Requirement 1 »
List every number written in digits in the podcast interview transcript.
Requirement 2 »
Go on with the podcast interview transcript, starting right after its last line.

Extract provided »

------------------------------

John Lee Dumas: Deacon is a founder of WellKeptWallet.com and the author of You Can Retire Early!: Everything You Need to Achieve Financial Independence When You Want It. I want it now, Deacon, so take a minute, and fill in some gaps from that intro, and give us just a little glimpse of your personal life.
Deacon Hayes: So, when my wife and I first got married, we had 52 grand in debt, and for us, that was a lot of debt, and so we realized we needed to develop a plan to pay that off fast. And so, at the time, I was selling wood flooring, and it was commission-only sales, and so I was doing everything I could to make sure that we paid off our debt in 18 months, and we did it. We crushed it and had the blessing of sharing that on your show a long time ago. I think you said 1,600 episodes ago.
John Lee Dumas: Episode 310, but who’s counting?

------------------------------

Stored entries »
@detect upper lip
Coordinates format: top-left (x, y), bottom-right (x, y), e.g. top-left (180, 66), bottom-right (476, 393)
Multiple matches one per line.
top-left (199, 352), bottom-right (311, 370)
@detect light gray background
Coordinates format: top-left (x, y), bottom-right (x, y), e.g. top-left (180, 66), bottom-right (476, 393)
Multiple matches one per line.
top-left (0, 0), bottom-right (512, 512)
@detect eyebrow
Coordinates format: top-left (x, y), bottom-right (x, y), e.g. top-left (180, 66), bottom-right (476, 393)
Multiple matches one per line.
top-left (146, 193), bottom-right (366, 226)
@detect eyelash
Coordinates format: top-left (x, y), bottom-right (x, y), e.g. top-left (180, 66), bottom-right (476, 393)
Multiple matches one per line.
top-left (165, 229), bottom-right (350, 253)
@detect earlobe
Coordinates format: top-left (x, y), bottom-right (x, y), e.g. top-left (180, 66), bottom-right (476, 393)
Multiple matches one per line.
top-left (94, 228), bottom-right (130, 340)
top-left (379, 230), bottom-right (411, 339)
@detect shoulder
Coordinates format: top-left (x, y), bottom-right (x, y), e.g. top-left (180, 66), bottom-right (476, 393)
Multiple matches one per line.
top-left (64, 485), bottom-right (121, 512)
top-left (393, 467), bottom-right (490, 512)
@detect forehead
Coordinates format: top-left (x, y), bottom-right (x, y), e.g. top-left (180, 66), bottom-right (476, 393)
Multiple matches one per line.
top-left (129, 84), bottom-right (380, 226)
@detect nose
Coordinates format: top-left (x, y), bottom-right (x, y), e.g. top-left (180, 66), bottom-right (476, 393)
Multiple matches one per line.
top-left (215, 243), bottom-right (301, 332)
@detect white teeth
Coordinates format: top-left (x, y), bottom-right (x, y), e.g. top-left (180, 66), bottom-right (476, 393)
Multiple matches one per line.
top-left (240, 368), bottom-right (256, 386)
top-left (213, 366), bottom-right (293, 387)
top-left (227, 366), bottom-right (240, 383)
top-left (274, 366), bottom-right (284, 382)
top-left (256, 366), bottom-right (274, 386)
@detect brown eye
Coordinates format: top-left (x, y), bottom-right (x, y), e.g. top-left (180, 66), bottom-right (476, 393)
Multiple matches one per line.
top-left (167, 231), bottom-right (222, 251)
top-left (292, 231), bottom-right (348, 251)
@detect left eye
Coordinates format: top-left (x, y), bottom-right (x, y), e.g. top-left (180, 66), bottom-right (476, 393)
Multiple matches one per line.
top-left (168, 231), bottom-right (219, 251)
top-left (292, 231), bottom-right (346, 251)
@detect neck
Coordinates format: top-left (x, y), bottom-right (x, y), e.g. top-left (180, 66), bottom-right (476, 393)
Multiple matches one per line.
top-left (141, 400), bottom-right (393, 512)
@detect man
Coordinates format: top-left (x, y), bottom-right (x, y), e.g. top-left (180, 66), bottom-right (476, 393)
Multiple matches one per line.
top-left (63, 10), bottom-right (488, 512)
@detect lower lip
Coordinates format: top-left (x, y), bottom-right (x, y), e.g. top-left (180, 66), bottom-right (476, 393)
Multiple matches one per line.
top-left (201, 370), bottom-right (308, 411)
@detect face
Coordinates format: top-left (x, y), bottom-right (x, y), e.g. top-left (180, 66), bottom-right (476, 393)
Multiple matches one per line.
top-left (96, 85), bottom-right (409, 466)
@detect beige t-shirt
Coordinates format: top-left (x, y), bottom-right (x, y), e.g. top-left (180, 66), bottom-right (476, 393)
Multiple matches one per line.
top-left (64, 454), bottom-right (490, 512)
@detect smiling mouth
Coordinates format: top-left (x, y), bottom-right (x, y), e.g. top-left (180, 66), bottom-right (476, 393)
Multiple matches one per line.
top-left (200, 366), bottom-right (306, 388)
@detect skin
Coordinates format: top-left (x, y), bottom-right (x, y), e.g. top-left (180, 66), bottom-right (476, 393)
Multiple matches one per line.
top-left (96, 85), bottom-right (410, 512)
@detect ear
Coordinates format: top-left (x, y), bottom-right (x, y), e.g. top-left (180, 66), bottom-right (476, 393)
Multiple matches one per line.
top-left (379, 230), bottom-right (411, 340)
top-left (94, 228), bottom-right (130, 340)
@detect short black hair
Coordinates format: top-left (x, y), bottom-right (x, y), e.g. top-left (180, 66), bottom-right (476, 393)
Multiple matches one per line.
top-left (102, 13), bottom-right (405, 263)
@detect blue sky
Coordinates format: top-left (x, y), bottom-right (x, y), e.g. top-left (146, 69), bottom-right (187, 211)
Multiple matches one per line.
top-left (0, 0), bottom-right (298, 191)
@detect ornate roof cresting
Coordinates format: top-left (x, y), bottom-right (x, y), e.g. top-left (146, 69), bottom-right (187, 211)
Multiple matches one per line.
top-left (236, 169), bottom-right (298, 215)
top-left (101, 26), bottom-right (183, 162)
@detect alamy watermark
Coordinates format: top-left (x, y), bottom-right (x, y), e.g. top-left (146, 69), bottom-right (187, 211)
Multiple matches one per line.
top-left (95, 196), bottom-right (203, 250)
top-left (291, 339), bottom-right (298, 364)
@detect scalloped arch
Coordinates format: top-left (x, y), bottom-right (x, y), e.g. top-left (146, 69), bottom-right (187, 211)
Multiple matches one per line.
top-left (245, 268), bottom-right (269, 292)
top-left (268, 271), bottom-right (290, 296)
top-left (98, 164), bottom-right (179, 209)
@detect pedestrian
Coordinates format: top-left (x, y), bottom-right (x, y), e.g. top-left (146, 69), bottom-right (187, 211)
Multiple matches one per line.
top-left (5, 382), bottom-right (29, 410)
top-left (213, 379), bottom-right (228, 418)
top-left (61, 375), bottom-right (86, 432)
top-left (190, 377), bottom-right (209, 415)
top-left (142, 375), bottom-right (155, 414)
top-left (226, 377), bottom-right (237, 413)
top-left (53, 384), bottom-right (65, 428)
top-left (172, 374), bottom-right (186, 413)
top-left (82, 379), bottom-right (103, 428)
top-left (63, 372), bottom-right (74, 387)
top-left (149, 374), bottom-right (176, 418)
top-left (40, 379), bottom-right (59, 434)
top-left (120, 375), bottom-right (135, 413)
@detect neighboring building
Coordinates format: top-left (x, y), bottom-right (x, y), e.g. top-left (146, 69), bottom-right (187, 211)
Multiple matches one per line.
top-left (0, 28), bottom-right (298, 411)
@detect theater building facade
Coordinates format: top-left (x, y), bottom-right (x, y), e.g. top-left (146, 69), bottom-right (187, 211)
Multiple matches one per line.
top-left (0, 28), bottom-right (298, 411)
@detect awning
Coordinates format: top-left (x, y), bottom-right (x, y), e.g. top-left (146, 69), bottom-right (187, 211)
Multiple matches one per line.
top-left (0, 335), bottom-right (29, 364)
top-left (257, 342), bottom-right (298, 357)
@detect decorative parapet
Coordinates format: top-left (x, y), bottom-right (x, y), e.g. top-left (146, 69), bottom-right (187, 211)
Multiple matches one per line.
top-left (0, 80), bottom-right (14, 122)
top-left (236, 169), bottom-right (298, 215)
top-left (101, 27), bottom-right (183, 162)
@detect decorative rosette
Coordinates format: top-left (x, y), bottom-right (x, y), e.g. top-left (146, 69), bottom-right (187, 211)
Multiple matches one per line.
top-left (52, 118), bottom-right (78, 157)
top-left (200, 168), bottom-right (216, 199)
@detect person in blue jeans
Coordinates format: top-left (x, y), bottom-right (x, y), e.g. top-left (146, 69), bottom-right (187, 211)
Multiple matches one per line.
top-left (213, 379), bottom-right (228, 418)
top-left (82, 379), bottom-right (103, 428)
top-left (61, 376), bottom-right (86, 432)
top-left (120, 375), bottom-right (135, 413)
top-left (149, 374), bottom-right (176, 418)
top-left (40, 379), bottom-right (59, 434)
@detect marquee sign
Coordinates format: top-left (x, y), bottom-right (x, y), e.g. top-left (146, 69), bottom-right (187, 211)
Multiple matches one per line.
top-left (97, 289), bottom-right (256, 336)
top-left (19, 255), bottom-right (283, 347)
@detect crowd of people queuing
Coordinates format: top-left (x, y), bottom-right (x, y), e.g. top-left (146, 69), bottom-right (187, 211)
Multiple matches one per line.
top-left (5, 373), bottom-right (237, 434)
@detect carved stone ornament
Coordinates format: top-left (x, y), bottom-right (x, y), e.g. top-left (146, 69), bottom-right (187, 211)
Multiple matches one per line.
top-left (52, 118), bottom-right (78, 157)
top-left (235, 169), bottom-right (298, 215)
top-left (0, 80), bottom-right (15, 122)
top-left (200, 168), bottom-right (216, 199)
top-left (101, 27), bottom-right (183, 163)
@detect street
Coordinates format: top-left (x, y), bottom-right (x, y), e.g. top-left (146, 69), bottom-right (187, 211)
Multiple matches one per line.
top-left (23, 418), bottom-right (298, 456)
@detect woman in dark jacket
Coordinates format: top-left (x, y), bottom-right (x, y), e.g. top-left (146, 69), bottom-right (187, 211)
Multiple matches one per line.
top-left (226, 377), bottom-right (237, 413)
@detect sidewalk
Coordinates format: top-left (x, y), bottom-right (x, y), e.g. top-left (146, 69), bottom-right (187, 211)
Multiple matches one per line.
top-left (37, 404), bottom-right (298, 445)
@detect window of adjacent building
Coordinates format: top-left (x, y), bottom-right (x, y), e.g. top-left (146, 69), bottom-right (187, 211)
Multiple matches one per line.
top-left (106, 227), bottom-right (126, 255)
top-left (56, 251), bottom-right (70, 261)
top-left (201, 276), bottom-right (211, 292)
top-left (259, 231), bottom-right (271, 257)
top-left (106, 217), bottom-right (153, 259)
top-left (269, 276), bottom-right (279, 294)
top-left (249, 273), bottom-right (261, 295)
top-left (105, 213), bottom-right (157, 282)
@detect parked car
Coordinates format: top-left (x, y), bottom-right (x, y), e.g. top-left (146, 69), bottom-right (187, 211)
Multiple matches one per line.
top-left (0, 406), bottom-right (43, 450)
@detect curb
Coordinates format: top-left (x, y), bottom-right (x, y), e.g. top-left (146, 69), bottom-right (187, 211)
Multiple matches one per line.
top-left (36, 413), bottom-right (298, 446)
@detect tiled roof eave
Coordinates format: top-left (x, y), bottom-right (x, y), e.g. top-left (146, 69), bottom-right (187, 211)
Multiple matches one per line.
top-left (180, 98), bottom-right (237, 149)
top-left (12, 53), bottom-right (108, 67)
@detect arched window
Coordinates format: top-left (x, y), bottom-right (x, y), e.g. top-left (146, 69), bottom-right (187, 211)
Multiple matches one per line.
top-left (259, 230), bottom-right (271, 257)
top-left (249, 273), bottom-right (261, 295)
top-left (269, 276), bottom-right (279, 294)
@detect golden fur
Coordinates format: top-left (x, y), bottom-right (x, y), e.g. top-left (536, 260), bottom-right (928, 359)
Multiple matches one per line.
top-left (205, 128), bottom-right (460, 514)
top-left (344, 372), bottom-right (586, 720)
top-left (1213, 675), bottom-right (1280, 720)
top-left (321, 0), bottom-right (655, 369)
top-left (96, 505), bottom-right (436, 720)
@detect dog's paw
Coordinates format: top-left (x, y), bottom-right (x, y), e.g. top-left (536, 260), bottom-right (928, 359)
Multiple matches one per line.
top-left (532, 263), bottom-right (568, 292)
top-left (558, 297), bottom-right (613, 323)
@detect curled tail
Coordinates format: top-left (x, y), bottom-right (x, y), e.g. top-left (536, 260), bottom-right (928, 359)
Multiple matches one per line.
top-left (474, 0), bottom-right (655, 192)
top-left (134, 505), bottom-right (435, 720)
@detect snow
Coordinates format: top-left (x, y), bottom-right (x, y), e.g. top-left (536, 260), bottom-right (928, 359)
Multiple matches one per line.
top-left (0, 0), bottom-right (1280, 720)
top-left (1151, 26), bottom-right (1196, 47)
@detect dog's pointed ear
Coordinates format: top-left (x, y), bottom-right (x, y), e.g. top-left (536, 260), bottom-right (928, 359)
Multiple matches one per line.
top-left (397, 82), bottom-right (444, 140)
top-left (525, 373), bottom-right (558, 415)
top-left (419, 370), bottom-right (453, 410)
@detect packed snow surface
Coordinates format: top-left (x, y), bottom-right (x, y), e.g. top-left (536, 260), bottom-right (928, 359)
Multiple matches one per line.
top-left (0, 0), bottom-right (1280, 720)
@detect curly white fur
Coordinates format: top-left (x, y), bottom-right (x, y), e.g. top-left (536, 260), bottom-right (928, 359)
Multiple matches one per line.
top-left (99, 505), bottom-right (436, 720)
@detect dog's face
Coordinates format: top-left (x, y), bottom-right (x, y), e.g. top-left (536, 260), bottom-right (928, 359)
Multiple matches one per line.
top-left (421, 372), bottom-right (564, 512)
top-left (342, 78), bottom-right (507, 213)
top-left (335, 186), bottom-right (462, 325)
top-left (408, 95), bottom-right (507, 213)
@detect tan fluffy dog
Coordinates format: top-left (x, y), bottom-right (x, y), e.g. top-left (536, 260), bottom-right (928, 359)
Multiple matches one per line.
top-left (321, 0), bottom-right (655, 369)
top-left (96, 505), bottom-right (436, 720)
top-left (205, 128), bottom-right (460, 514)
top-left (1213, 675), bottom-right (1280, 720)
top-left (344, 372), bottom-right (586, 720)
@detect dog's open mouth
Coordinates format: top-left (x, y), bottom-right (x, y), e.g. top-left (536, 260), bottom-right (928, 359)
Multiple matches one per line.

------------------------------

Task result 1 »
52, 18, 1,600, 310

Task result 2 »
Deacon Hayes: I know who’s counting. But since then, a lot has happened, so I’ve really stepped up my entrepreneur game, created this plan for financial independence, and so now, it’s shifted from, “Okay, we paid off the debt. We put ourselves in a good financial position. Now, how can we retire early?” and for us, it’s not really about early retirement so much as being financially independent, having enough resources to do what we want when we want.
And so, we have been on that journey for probably about seven years now and are kinda towards the tail end of that journey, so we’re almost financially independent and since have written a book called You Can Retire Early! to kind of encourage other people to do the same. And I’ve calculated that I’ve put in over 10,000 hours of either research, just blogging, whatever, but be around personal finance, so maybe according to Malcolm Gladwell I’ve hit that expert mark.
John Lee Dumas: So, Fire Nation, as we briefly talked about, Deacon was on the show before, 1,614 episodes ago. He was Episode 310, so if you want to hear the full story of Deacon’s worst moment, his aha moment, all the awesomeness – and by the way, it’s a great story – definitely go check it out. EOFire.com, just search for “Deacon” in that search bar.
Today, we’re talking about something different. When I bring guests back on for a second, sometimes even third, very occasionally a fourth time, we talk about a different topic. We don’t go through the EOFire flow. So, today, we’re gonna be talking a lot about financial independence because it’s so important, Fire Nation.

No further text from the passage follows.